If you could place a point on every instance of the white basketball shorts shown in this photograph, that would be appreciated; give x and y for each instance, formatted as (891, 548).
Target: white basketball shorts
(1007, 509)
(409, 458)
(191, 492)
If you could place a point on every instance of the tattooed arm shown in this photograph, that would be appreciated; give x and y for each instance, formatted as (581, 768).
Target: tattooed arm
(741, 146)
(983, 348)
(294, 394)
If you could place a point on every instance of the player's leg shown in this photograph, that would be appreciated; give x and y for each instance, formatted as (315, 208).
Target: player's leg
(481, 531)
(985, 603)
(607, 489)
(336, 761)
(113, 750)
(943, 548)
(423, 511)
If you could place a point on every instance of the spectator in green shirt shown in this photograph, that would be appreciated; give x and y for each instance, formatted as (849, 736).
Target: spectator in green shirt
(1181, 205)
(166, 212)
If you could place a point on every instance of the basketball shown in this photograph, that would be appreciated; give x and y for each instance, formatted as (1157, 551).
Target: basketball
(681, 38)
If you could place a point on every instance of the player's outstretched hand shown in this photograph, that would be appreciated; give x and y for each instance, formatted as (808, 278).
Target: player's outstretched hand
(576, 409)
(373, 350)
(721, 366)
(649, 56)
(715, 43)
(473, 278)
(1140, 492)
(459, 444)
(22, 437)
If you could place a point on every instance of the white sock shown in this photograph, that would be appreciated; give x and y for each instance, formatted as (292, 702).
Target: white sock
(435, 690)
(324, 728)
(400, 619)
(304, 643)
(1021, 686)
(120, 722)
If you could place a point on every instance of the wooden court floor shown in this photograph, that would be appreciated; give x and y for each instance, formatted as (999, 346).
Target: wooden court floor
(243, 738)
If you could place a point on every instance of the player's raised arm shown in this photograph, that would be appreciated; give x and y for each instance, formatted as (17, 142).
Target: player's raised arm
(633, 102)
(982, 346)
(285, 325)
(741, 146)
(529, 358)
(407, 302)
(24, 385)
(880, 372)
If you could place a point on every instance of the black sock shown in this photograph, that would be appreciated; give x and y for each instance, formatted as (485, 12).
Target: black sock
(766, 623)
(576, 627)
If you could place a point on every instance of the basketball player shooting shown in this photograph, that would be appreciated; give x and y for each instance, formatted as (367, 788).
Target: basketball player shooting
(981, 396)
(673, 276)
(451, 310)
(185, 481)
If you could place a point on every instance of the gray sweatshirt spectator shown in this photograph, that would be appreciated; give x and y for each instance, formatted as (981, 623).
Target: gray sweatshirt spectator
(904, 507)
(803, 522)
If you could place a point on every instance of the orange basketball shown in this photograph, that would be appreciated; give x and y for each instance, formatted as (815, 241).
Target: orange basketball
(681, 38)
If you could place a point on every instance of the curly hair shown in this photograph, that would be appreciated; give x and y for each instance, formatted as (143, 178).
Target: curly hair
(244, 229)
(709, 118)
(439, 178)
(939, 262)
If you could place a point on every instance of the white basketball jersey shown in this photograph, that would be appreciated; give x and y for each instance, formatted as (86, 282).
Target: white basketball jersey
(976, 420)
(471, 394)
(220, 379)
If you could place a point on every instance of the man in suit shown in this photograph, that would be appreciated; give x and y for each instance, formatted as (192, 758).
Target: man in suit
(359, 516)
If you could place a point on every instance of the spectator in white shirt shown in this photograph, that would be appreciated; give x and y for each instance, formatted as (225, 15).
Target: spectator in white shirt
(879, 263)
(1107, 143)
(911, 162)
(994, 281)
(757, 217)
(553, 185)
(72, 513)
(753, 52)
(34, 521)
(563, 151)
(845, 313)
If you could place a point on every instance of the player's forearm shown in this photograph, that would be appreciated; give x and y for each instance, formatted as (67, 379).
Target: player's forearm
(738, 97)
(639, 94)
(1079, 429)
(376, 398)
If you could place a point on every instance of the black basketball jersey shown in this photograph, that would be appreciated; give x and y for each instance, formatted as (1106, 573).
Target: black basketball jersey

═══

- [SHORT PROBLEM]: Update all the items above, replacing every "Target" with "Label" and leaving everything else unchanged.

- [SOLUTION]:
If you could place a point on every instance of the white basketball shorts shown in this photograph, that would be appreciated; give x and y for each instance, formatted as (891, 548).
Label: white basketball shorts
(1007, 509)
(409, 458)
(191, 492)
If you could place a point on every instance of the tattooed arm shown in this photograph, that would be appreciated; give x and y for each instance, formatted as (581, 768).
Label: tattooed arm
(741, 146)
(983, 348)
(294, 394)
If you could place a point on every instance of the player's leg shown in this photograph, that would be appreciated; give x and y for each instance, formatted as (315, 208).
Label: player's leg
(481, 531)
(985, 603)
(607, 489)
(336, 761)
(113, 750)
(943, 548)
(423, 511)
If you could place a point on every instance of the spectator in green shirt shown in this photograph, that would be appreciated; give x and y for each instance, formatted as (849, 736).
Label: spectator in green shirt
(1181, 205)
(166, 212)
If you could place a point on every instance of the basketball shown in this photograph, that would be appreciated; give x and y for each instance, formatted as (1157, 551).
Label: basketball
(681, 38)
If you could place a point on every instance of the player's outstretched hand shown in this photograph, that would be appreciated; give x and y for each instance, formatted as (808, 278).
Label: player's outstretched hand
(576, 409)
(373, 350)
(721, 366)
(649, 56)
(715, 43)
(473, 278)
(1140, 492)
(459, 444)
(22, 437)
If you could place a point on every instance of the white sock shown in this photograph, that would be appreciated; give x and y for each instance, formatted as (292, 702).
Label: white sock
(435, 690)
(324, 728)
(400, 619)
(304, 643)
(1021, 686)
(120, 722)
If you could place a point on every instance of the wooden court floor shown in this photograph, that would be appreciated; give x and y for each instance, formatted as (999, 346).
Label: wooden court floor
(243, 738)
If you could place a point on every instance of the player's raised arm shown in this photograph, that would be appreciated; give x and y for each instance, formatted as (17, 142).
Label: player's raised arm
(633, 102)
(982, 346)
(285, 325)
(741, 146)
(529, 358)
(407, 302)
(24, 385)
(880, 372)
If you could place a point on every instance of the black sock shown in this photograph, that would be appreciated; give x and y for each instance, formatted as (485, 12).
Label: black sock
(766, 623)
(576, 627)
If you could place a point on every instance of the basketball player shooting shown in this photograph, that would be appreciated; give x and y for each instance, formatted as (367, 788).
Label: basketball player shooting
(981, 396)
(673, 276)
(451, 310)
(185, 481)
If you could place a point on every instance of the gray sweatshirt spectator shown in this photograph, that would be appreciated; give x and y for each instance, formatted as (981, 623).
Label: gray sweatshirt spectator
(904, 507)
(803, 522)
If you could place a point on every instance of the orange basketball shown in this photograph, that would be appreciated; give x and y for each instance, formatted as (815, 241).
Label: orange basketball
(681, 38)
If you could place a point on every instance of the curly hair shown in this photograph, that would be appreciated; give x and y for each instance, formatted as (143, 178).
Label: curly hair
(244, 229)
(709, 118)
(439, 178)
(939, 262)
If you could place a point on every instance of the white basketball jersey shown in this photograph, that would be appreciated; give x and y for each instance, formatted as (86, 282).
Label: white basketball jersey
(976, 420)
(471, 394)
(220, 379)
If you could place a point on every instance of the man in suit shown in this photograph, that would be appreciated; give x and y for each instance, formatted as (192, 758).
Label: man in suit
(359, 516)
If you could place a point on every instance of the spectator in white shirt shown in this photograph, that would be appreciated; give x and y for each instance, formatted as (225, 15).
Label: spectator in white shirt
(879, 263)
(1107, 143)
(911, 162)
(994, 281)
(757, 217)
(553, 185)
(72, 513)
(753, 52)
(34, 521)
(563, 151)
(845, 313)
If you could place a point on every instance of the player's forearm shown in this photograph, that would be appreciated; give x and y for each instance, formatted as (67, 379).
Label: player's forearm
(738, 97)
(639, 94)
(1079, 429)
(376, 398)
If you could place a point on every instance of the black basketball jersey shown in this photograph, that would be appreciated; give x and y for each instance, formatted as (1106, 573).
Label: black basketball jersey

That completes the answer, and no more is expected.